Start of ROWS
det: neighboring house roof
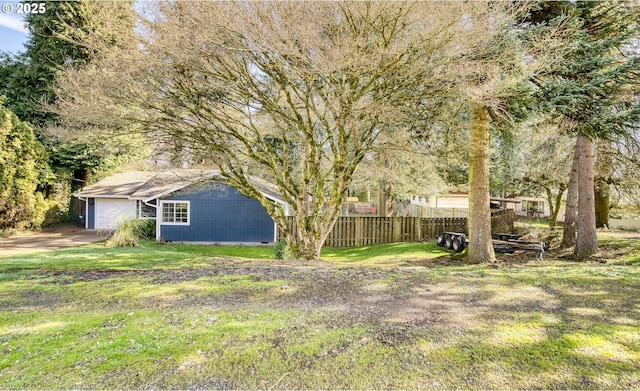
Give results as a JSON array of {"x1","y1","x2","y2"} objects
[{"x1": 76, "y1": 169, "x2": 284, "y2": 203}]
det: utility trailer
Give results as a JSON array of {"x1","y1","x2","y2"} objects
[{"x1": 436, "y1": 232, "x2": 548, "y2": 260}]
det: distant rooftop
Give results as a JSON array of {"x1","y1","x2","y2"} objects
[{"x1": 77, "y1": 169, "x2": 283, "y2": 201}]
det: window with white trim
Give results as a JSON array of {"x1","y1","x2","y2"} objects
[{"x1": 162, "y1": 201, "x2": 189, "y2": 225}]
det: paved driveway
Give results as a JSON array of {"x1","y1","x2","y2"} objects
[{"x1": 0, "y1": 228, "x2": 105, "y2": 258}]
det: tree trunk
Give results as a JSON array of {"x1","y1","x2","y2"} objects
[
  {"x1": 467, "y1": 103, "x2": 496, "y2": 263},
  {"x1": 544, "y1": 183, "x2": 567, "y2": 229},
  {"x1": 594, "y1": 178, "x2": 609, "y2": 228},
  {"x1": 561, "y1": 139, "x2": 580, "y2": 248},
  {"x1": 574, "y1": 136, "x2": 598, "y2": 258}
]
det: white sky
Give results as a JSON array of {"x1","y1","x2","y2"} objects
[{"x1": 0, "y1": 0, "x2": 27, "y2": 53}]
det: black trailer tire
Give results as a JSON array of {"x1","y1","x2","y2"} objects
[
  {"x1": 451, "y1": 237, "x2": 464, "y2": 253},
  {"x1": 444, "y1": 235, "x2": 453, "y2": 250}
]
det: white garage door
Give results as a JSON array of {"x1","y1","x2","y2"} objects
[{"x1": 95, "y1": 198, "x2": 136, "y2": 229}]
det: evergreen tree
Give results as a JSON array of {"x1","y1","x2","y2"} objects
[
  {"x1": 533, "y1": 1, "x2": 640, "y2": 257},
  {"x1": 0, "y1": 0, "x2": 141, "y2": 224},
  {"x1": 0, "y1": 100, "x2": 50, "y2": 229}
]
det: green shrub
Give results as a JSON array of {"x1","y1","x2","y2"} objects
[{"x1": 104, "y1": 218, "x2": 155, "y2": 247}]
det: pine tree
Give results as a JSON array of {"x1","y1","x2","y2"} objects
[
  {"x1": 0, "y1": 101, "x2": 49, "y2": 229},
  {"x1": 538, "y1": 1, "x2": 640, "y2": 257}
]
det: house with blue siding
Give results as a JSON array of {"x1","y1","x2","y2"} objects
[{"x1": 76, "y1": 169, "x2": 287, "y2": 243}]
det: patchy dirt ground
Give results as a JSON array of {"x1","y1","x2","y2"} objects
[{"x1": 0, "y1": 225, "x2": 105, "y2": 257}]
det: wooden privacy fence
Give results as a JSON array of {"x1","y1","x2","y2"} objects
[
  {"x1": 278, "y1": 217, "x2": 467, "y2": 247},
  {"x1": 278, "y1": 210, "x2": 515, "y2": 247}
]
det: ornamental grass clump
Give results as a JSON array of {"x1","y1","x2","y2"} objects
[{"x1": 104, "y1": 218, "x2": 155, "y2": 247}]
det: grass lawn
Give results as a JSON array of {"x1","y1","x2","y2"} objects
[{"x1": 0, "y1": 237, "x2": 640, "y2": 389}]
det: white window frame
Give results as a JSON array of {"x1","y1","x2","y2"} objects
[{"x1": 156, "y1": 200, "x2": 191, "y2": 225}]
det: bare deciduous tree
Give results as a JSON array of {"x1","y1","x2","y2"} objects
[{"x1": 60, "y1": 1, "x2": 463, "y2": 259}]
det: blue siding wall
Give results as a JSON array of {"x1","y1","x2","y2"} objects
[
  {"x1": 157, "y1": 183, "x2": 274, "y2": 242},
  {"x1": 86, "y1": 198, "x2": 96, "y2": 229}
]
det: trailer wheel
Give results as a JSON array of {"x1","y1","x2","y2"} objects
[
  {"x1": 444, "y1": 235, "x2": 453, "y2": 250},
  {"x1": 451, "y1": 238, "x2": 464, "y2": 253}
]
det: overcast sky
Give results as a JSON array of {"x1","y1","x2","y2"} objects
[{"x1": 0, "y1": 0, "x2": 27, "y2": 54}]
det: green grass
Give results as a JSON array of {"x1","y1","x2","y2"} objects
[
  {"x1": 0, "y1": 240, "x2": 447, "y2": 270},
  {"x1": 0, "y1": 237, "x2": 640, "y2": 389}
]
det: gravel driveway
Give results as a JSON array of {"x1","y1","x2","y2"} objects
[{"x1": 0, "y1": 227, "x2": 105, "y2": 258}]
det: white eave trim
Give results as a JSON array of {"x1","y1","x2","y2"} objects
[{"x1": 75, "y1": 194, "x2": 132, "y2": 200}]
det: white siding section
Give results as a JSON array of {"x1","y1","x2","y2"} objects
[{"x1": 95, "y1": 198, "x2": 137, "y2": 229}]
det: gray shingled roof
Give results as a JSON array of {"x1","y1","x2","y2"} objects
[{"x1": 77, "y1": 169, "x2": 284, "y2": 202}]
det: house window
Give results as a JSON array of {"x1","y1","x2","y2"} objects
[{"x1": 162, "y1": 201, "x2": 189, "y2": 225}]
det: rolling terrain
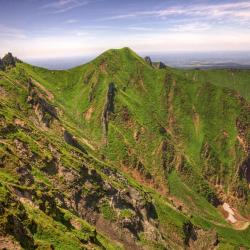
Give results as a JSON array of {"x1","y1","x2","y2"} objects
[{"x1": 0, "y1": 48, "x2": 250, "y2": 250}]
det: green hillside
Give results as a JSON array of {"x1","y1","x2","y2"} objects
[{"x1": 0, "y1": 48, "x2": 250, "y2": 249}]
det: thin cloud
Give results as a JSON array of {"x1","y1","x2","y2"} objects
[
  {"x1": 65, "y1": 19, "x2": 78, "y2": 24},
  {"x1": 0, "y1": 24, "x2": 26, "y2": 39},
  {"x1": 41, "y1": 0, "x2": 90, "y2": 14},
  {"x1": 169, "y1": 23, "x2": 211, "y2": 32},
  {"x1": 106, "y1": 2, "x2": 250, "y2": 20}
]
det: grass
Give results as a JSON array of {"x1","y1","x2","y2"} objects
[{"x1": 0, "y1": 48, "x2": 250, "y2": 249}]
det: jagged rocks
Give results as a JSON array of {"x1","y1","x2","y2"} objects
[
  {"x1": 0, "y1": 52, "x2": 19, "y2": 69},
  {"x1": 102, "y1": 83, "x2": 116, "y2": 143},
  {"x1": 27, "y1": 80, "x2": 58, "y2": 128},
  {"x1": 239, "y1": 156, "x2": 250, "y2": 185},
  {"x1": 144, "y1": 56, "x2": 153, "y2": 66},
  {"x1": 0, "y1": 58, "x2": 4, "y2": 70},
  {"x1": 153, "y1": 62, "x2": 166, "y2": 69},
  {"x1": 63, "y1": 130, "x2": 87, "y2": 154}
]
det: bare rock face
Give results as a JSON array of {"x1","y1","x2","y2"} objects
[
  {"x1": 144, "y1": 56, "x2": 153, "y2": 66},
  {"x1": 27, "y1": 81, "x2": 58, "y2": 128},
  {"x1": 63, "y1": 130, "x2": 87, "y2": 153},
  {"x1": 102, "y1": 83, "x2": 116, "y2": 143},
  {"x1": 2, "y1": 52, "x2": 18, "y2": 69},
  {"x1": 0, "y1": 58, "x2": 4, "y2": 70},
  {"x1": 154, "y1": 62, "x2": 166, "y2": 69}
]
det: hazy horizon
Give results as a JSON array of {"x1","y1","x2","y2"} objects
End of ROWS
## DIRECTIONS FOR THIS TASK
Quote every line of the listing above word for word, leaving out the pictures.

## EXERCISE RESULT
det: neighboring house roof
Give results as a JSON array of {"x1","y1","x2","y2"} objects
[{"x1": 76, "y1": 169, "x2": 284, "y2": 203}]
det: utility trailer
Give results as a JSON array of {"x1","y1","x2","y2"} objects
[{"x1": 436, "y1": 232, "x2": 548, "y2": 260}]
det: distant rooftop
Give results as a JSON array of {"x1","y1","x2","y2"} objects
[{"x1": 77, "y1": 169, "x2": 283, "y2": 201}]
det: window with white trim
Give results as a JSON array of {"x1","y1","x2","y2"} objects
[{"x1": 162, "y1": 201, "x2": 189, "y2": 225}]
det: paved driveway
Give results as a JSON array of {"x1","y1","x2","y2"} objects
[{"x1": 0, "y1": 228, "x2": 105, "y2": 258}]
det: tree trunk
Give results as a JSON array of {"x1","y1","x2","y2"} objects
[
  {"x1": 467, "y1": 103, "x2": 496, "y2": 263},
  {"x1": 544, "y1": 183, "x2": 567, "y2": 229},
  {"x1": 594, "y1": 178, "x2": 609, "y2": 228},
  {"x1": 561, "y1": 139, "x2": 580, "y2": 248},
  {"x1": 574, "y1": 136, "x2": 598, "y2": 258}
]
det: white sky
Give results as a JSON array of {"x1","y1","x2","y2"} objects
[{"x1": 0, "y1": 0, "x2": 27, "y2": 53}]
det: black trailer tire
Give results as a JSON array of {"x1","y1","x2","y2"} objects
[
  {"x1": 451, "y1": 237, "x2": 464, "y2": 253},
  {"x1": 444, "y1": 235, "x2": 453, "y2": 250}
]
det: white garage door
Give results as a JSON array of {"x1","y1","x2","y2"} objects
[{"x1": 95, "y1": 198, "x2": 136, "y2": 229}]
det: evergreen tree
Give results as a JSON array of {"x1","y1","x2","y2"} objects
[
  {"x1": 533, "y1": 1, "x2": 640, "y2": 257},
  {"x1": 0, "y1": 0, "x2": 141, "y2": 224},
  {"x1": 0, "y1": 100, "x2": 50, "y2": 229}
]
det: green shrub
Give results as a JSON array of {"x1","y1","x2","y2"} objects
[{"x1": 104, "y1": 218, "x2": 155, "y2": 247}]
det: pine tree
Give results as a JSON array of {"x1","y1","x2","y2"} objects
[
  {"x1": 0, "y1": 101, "x2": 49, "y2": 229},
  {"x1": 538, "y1": 1, "x2": 640, "y2": 257}
]
det: house with blue siding
Give results as a JSON array of {"x1","y1","x2","y2"} objects
[{"x1": 76, "y1": 169, "x2": 287, "y2": 243}]
det: patchy dirt ground
Give results as a JSON array of {"x1","y1","x2","y2"} objects
[{"x1": 0, "y1": 225, "x2": 105, "y2": 257}]
det: wooden privacy fence
Give results as a JSON array of {"x1","y1","x2","y2"} objects
[
  {"x1": 278, "y1": 217, "x2": 467, "y2": 247},
  {"x1": 278, "y1": 210, "x2": 515, "y2": 247}
]
det: ornamental grass clump
Give results as a JSON array of {"x1","y1","x2","y2"} objects
[{"x1": 104, "y1": 218, "x2": 155, "y2": 247}]
det: grass lawn
Give results as a JSON array of {"x1","y1","x2","y2"} objects
[{"x1": 0, "y1": 237, "x2": 640, "y2": 389}]
det: white window frame
Give results as a JSON array of {"x1","y1","x2","y2"} objects
[{"x1": 156, "y1": 200, "x2": 191, "y2": 225}]
det: bare deciduous tree
Give results as a JSON array of {"x1","y1","x2","y2"} objects
[{"x1": 60, "y1": 1, "x2": 463, "y2": 259}]
det: blue siding wall
Give results as a JSON array of {"x1","y1","x2","y2"} objects
[
  {"x1": 157, "y1": 183, "x2": 274, "y2": 242},
  {"x1": 86, "y1": 198, "x2": 96, "y2": 229}
]
det: trailer wheel
Give results as a JSON array of {"x1","y1","x2","y2"} objects
[
  {"x1": 444, "y1": 235, "x2": 453, "y2": 250},
  {"x1": 451, "y1": 238, "x2": 464, "y2": 253}
]
det: overcast sky
Give results as a JSON array of {"x1","y1","x2","y2"} objects
[{"x1": 0, "y1": 0, "x2": 27, "y2": 54}]
det: green grass
Give results as a JSON array of {"x1","y1","x2","y2"} objects
[
  {"x1": 0, "y1": 240, "x2": 447, "y2": 270},
  {"x1": 0, "y1": 237, "x2": 640, "y2": 389}
]
det: gravel driveway
Give results as a JSON array of {"x1","y1","x2","y2"} objects
[{"x1": 0, "y1": 227, "x2": 105, "y2": 258}]
det: white eave trim
Give results as a JSON array of {"x1","y1","x2","y2"} objects
[{"x1": 75, "y1": 194, "x2": 132, "y2": 200}]
det: white siding section
Give results as a JSON array of {"x1","y1","x2","y2"} objects
[{"x1": 95, "y1": 198, "x2": 137, "y2": 229}]
det: gray shingled roof
Give results as a JSON array of {"x1","y1","x2","y2"} objects
[{"x1": 77, "y1": 169, "x2": 284, "y2": 202}]
det: house window
Give results as a JSON array of {"x1","y1","x2","y2"} objects
[{"x1": 162, "y1": 201, "x2": 189, "y2": 225}]
det: rolling terrain
Give results as a JSON array of {"x1","y1","x2","y2"} objects
[{"x1": 0, "y1": 48, "x2": 250, "y2": 250}]
det: green hillside
Give results as a JSON array of {"x1","y1","x2","y2"} objects
[{"x1": 0, "y1": 48, "x2": 250, "y2": 249}]
det: thin cloud
Give results as a JSON array of {"x1","y1","x2","y2"} objects
[
  {"x1": 65, "y1": 19, "x2": 78, "y2": 24},
  {"x1": 0, "y1": 24, "x2": 26, "y2": 39},
  {"x1": 41, "y1": 0, "x2": 90, "y2": 14},
  {"x1": 169, "y1": 23, "x2": 211, "y2": 32},
  {"x1": 106, "y1": 2, "x2": 250, "y2": 20}
]
det: grass
Give results as a JSON array of {"x1","y1","x2","y2"} objects
[{"x1": 0, "y1": 48, "x2": 250, "y2": 249}]
det: jagged rocks
Give results as a JSON array of {"x1","y1","x2","y2"} objects
[
  {"x1": 0, "y1": 52, "x2": 19, "y2": 69},
  {"x1": 102, "y1": 83, "x2": 116, "y2": 143},
  {"x1": 27, "y1": 80, "x2": 58, "y2": 128},
  {"x1": 239, "y1": 156, "x2": 250, "y2": 185},
  {"x1": 144, "y1": 56, "x2": 153, "y2": 66},
  {"x1": 0, "y1": 58, "x2": 4, "y2": 70},
  {"x1": 153, "y1": 62, "x2": 166, "y2": 69},
  {"x1": 63, "y1": 130, "x2": 87, "y2": 154}
]
det: bare rock face
Give results as a JSON array of {"x1","y1","x2","y2"} objects
[
  {"x1": 144, "y1": 56, "x2": 153, "y2": 66},
  {"x1": 27, "y1": 81, "x2": 58, "y2": 128},
  {"x1": 63, "y1": 130, "x2": 87, "y2": 153},
  {"x1": 102, "y1": 83, "x2": 116, "y2": 143},
  {"x1": 2, "y1": 52, "x2": 18, "y2": 69},
  {"x1": 0, "y1": 58, "x2": 4, "y2": 70},
  {"x1": 154, "y1": 62, "x2": 166, "y2": 69}
]
det: hazy horizon
Give results as a JSON array of {"x1","y1","x2","y2"} objects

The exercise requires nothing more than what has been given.